Top of Raw data

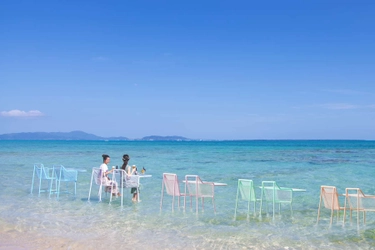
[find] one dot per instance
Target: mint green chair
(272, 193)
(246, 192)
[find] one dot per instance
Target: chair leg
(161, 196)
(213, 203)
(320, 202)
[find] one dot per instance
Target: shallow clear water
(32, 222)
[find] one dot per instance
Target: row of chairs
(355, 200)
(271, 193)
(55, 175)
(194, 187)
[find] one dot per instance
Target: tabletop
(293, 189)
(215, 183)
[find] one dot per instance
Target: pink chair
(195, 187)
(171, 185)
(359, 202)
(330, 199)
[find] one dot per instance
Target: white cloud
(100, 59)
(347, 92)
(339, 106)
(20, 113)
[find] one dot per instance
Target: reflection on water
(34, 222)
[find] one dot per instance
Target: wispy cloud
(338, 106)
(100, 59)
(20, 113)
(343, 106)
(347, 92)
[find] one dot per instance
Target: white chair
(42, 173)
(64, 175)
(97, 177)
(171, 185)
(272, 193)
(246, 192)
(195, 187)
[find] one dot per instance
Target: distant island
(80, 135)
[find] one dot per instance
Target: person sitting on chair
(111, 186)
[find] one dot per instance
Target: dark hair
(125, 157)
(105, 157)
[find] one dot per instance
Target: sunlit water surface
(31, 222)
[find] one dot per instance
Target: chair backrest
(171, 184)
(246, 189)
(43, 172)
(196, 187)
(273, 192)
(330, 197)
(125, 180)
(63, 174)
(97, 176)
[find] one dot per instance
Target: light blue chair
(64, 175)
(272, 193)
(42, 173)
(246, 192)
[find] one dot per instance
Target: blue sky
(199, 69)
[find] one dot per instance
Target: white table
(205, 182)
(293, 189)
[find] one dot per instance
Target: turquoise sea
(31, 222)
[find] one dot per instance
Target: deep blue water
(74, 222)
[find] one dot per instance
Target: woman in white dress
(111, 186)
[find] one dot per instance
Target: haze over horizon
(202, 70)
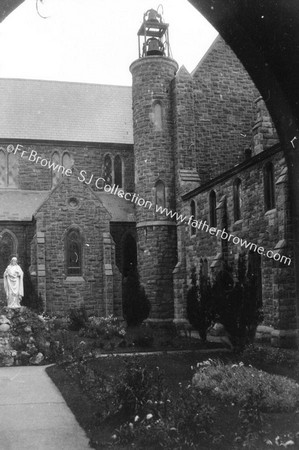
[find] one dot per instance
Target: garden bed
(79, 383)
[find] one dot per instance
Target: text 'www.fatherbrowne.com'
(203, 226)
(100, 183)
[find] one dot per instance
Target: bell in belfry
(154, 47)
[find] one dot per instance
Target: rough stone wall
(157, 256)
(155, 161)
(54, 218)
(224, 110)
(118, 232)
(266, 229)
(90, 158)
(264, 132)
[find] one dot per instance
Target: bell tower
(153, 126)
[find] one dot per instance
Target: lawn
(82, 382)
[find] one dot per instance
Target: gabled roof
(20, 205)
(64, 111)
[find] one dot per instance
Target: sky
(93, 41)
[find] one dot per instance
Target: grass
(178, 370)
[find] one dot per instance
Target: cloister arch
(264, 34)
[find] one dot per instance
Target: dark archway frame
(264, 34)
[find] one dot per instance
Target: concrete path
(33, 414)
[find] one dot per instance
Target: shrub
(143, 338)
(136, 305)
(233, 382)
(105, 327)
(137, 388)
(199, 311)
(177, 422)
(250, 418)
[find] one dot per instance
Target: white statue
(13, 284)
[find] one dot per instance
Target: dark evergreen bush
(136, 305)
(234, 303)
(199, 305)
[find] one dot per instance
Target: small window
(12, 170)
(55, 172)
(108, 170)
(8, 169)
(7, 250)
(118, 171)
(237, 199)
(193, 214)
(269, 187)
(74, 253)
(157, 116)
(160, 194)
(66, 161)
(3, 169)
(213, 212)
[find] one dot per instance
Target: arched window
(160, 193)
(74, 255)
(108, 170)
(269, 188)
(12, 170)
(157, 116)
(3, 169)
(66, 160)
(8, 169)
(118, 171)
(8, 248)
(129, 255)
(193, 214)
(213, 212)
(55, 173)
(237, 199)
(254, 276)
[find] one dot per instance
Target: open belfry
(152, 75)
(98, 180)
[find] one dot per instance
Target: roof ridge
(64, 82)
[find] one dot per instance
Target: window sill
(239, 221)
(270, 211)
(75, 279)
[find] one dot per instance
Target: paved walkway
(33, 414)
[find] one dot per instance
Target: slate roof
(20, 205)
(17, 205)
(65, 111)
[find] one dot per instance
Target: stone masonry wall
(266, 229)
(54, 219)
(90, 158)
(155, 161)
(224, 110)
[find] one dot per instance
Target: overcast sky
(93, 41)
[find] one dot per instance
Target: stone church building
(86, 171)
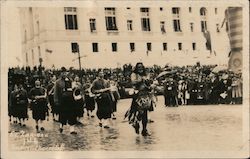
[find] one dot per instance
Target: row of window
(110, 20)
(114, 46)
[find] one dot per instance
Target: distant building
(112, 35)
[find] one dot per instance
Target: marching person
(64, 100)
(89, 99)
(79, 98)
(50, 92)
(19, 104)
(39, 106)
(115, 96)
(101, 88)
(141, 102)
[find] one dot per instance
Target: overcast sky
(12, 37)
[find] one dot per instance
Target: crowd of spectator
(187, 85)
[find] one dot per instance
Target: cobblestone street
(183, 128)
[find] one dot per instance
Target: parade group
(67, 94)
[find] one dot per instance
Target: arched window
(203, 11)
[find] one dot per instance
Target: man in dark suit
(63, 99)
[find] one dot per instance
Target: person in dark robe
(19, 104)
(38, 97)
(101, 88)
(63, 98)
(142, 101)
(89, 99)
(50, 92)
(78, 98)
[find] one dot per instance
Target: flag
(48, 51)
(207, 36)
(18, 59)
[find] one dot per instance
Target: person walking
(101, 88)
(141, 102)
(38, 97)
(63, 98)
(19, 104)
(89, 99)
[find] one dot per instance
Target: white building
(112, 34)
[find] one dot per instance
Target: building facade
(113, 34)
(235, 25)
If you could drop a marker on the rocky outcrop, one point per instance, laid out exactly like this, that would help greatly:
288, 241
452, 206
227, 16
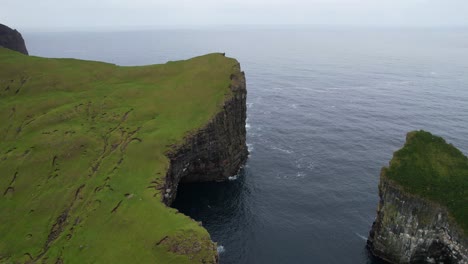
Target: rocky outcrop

Bottom of Raw data
Top of Raw data

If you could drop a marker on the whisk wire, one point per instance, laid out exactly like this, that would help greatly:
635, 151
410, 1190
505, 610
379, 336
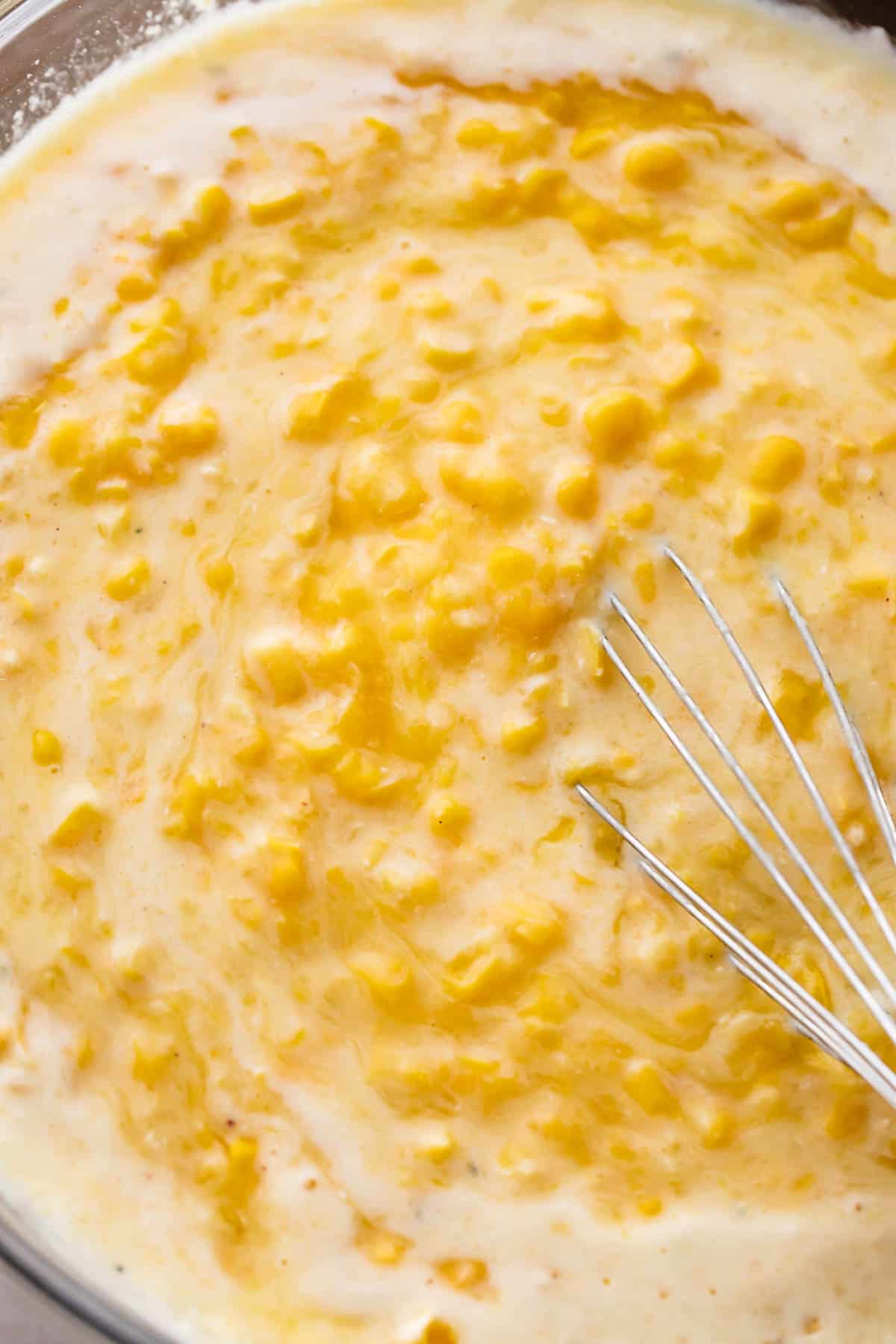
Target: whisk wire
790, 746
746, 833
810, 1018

Bottom of Raw data

**Exercise aim**
All lines of the records above that carry the word "exactly" should be listed.

**Response**
If you could drop a marker on the rocky outcrop, one point per instance, laid out exactly like this, that would help greatly:
If you could drop a marker on the whisk wire, one point per instance, laid out exactly like this, that would help greatly:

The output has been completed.